/---

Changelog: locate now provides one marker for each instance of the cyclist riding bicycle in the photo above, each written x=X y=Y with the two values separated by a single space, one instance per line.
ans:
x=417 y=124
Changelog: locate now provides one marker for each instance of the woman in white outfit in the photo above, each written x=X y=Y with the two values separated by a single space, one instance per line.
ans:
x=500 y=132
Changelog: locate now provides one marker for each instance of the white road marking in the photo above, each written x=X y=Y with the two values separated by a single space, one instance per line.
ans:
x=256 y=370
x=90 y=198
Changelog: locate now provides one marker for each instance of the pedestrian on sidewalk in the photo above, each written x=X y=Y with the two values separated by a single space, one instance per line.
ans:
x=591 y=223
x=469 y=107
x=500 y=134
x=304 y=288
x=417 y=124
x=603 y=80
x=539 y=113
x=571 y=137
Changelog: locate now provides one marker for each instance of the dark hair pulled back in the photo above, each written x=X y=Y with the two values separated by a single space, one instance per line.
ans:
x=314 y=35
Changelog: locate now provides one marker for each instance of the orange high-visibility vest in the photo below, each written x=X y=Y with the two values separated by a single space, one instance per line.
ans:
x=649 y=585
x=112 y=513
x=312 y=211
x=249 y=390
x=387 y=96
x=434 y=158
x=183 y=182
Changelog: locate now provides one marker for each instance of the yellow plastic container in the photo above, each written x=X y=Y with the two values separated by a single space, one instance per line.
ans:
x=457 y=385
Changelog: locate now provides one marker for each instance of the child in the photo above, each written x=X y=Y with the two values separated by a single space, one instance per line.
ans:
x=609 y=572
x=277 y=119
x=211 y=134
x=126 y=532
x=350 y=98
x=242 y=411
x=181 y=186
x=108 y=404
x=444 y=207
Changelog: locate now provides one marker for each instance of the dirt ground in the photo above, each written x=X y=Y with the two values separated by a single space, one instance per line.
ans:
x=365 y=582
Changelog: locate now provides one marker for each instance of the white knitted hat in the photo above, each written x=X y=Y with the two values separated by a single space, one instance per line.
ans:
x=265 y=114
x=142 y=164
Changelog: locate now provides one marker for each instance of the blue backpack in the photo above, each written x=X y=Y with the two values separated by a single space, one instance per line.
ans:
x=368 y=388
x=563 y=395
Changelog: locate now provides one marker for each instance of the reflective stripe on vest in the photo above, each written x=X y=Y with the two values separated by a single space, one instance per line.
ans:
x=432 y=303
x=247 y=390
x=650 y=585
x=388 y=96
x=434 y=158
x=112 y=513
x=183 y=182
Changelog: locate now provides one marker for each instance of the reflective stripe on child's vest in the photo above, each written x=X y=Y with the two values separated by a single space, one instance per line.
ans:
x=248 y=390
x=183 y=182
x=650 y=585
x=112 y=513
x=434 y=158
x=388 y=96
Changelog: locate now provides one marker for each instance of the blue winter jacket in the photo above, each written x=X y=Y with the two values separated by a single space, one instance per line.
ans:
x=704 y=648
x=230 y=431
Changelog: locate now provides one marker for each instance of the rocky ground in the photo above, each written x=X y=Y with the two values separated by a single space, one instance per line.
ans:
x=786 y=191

\---

Description of the task: How many lines in the records above contain the string "blue"? State the number and nothing more.

Problem solution: 2